:: Record excerpts ::

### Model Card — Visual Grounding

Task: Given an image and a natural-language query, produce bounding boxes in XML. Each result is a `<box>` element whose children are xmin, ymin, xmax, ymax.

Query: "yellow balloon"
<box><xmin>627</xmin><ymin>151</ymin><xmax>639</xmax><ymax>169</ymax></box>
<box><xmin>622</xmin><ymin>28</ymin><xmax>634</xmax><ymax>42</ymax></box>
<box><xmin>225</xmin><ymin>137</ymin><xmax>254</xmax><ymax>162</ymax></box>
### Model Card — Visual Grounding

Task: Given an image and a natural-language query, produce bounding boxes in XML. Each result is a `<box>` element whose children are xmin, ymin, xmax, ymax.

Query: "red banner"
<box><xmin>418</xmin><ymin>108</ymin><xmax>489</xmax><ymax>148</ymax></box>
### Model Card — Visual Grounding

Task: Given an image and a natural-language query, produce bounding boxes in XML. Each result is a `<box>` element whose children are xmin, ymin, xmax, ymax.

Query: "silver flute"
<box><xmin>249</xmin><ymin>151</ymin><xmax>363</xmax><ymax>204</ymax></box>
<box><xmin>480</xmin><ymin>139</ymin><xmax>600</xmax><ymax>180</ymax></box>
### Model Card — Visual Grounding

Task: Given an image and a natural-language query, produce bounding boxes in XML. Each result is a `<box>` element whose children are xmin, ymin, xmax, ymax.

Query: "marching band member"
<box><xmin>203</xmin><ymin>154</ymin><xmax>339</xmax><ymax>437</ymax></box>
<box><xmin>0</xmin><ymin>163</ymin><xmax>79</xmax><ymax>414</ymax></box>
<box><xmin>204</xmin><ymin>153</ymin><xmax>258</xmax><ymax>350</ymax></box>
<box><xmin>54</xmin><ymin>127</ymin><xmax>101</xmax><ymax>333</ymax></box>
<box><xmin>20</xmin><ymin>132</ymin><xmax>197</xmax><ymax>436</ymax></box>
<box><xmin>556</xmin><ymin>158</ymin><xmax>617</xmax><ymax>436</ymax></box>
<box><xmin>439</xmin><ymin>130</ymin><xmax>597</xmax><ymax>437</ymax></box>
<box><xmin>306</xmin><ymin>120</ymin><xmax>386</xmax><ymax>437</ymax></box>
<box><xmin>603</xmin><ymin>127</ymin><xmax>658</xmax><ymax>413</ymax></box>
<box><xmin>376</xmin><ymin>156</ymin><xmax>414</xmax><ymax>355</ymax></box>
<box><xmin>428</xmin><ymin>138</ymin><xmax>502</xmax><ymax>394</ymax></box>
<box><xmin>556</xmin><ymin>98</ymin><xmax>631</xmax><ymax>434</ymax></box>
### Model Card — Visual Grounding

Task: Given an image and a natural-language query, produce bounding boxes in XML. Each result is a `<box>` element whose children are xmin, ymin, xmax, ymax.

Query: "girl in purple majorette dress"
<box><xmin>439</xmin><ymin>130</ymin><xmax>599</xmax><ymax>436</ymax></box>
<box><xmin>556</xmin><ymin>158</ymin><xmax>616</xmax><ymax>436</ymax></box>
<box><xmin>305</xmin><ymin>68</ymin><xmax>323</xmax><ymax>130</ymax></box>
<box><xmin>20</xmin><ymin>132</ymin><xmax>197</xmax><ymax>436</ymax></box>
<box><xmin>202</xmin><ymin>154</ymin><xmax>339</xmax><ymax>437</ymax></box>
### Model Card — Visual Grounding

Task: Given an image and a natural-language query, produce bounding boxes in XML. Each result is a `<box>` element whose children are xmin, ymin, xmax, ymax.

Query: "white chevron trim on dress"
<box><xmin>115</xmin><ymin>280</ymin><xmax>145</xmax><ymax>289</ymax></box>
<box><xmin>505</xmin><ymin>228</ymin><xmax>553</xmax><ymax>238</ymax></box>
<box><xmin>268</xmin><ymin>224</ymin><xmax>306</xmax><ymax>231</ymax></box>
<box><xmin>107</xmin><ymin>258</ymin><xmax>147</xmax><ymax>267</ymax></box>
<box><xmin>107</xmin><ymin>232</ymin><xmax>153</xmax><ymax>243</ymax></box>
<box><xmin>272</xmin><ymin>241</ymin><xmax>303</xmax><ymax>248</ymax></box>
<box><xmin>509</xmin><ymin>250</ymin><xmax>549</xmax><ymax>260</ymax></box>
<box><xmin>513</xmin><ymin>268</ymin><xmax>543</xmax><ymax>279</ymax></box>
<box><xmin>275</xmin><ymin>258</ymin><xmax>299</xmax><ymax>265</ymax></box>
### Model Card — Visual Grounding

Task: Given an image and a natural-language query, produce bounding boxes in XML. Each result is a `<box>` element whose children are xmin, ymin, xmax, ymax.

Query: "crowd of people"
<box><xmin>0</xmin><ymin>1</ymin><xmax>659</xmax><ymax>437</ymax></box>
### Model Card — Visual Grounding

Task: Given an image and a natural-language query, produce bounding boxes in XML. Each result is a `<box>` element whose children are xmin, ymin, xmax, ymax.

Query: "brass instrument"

:: Task objective ::
Each entry must be set down exactly as it appears.

:: Solution to the problem ::
### Model Card — Visual Grounding

Task: Given an image and a natural-language query, produce bounding boxes in XML. Each result is a `<box>` element whose children are xmin, ymin, xmax, ymax.

Query: "yellow balloon"
<box><xmin>627</xmin><ymin>151</ymin><xmax>639</xmax><ymax>169</ymax></box>
<box><xmin>622</xmin><ymin>28</ymin><xmax>634</xmax><ymax>42</ymax></box>
<box><xmin>225</xmin><ymin>137</ymin><xmax>254</xmax><ymax>162</ymax></box>
### Model Card — Visual Grounding

Task: Given an image and a natural-language query, produce bounding boxes in XML. Each result is a `<box>` element whose children are xmin, ymin, xmax, ymax.

Query: "red banner"
<box><xmin>418</xmin><ymin>108</ymin><xmax>489</xmax><ymax>148</ymax></box>
### Model Card — Visual Grounding

Task: Given an image and a natural-language query, produce bounding boxes in XML. Each result is a `<box>` element whose children are xmin, ymin, xmax, ymax.

Query: "silver flute"
<box><xmin>249</xmin><ymin>151</ymin><xmax>363</xmax><ymax>204</ymax></box>
<box><xmin>480</xmin><ymin>139</ymin><xmax>600</xmax><ymax>180</ymax></box>
### Model Card — Visual Grounding

Task: Given an image and a natural-language query, produce bounding boxes in XML. Each result is a `<box>` element whose children are xmin, ymin, xmax, ymax.

Query: "marching band member"
<box><xmin>203</xmin><ymin>154</ymin><xmax>339</xmax><ymax>437</ymax></box>
<box><xmin>0</xmin><ymin>163</ymin><xmax>79</xmax><ymax>414</ymax></box>
<box><xmin>204</xmin><ymin>153</ymin><xmax>258</xmax><ymax>350</ymax></box>
<box><xmin>54</xmin><ymin>127</ymin><xmax>101</xmax><ymax>333</ymax></box>
<box><xmin>20</xmin><ymin>132</ymin><xmax>197</xmax><ymax>436</ymax></box>
<box><xmin>556</xmin><ymin>158</ymin><xmax>617</xmax><ymax>436</ymax></box>
<box><xmin>439</xmin><ymin>130</ymin><xmax>597</xmax><ymax>437</ymax></box>
<box><xmin>306</xmin><ymin>120</ymin><xmax>386</xmax><ymax>437</ymax></box>
<box><xmin>603</xmin><ymin>127</ymin><xmax>658</xmax><ymax>413</ymax></box>
<box><xmin>376</xmin><ymin>156</ymin><xmax>414</xmax><ymax>355</ymax></box>
<box><xmin>428</xmin><ymin>138</ymin><xmax>502</xmax><ymax>394</ymax></box>
<box><xmin>556</xmin><ymin>98</ymin><xmax>631</xmax><ymax>434</ymax></box>
### Model Card — Visual Grounding

Task: Given an image and a natural-language query, produce bounding boxes in XML. Each result is a `<box>` element whose children are xmin, ymin, xmax, ymax.

Query: "girl in purple majorette dress"
<box><xmin>439</xmin><ymin>130</ymin><xmax>599</xmax><ymax>436</ymax></box>
<box><xmin>556</xmin><ymin>158</ymin><xmax>616</xmax><ymax>436</ymax></box>
<box><xmin>305</xmin><ymin>68</ymin><xmax>323</xmax><ymax>130</ymax></box>
<box><xmin>20</xmin><ymin>132</ymin><xmax>197</xmax><ymax>436</ymax></box>
<box><xmin>202</xmin><ymin>154</ymin><xmax>339</xmax><ymax>437</ymax></box>
### Model Card — Visual Grounding

Task: Given an image and a natural-language query, produce bounding boxes in XML. Each result is a `<box>` element whose children are xmin, ymin, xmax, ymax.

Query: "white chevron trim on dress"
<box><xmin>115</xmin><ymin>280</ymin><xmax>145</xmax><ymax>289</ymax></box>
<box><xmin>505</xmin><ymin>228</ymin><xmax>553</xmax><ymax>238</ymax></box>
<box><xmin>268</xmin><ymin>224</ymin><xmax>306</xmax><ymax>231</ymax></box>
<box><xmin>107</xmin><ymin>258</ymin><xmax>147</xmax><ymax>267</ymax></box>
<box><xmin>107</xmin><ymin>232</ymin><xmax>153</xmax><ymax>243</ymax></box>
<box><xmin>272</xmin><ymin>241</ymin><xmax>303</xmax><ymax>248</ymax></box>
<box><xmin>509</xmin><ymin>250</ymin><xmax>549</xmax><ymax>260</ymax></box>
<box><xmin>513</xmin><ymin>268</ymin><xmax>543</xmax><ymax>279</ymax></box>
<box><xmin>275</xmin><ymin>258</ymin><xmax>299</xmax><ymax>265</ymax></box>
### Model Card — Visual Grounding

Task: Given an image and a natural-language query, produce bounding boxes in XML. Each result is a `<box>` element whose children are xmin, ymin, xmax, ymax.

Query: "crowd of people"
<box><xmin>0</xmin><ymin>1</ymin><xmax>659</xmax><ymax>437</ymax></box>
### Model Card — Visual Grounding

Task: Given an image and a natural-language query, produce bounding boxes in XML. Each result is a `<box>` element whose children are xmin, ymin, xmax, ymax.

Query: "brass instrument"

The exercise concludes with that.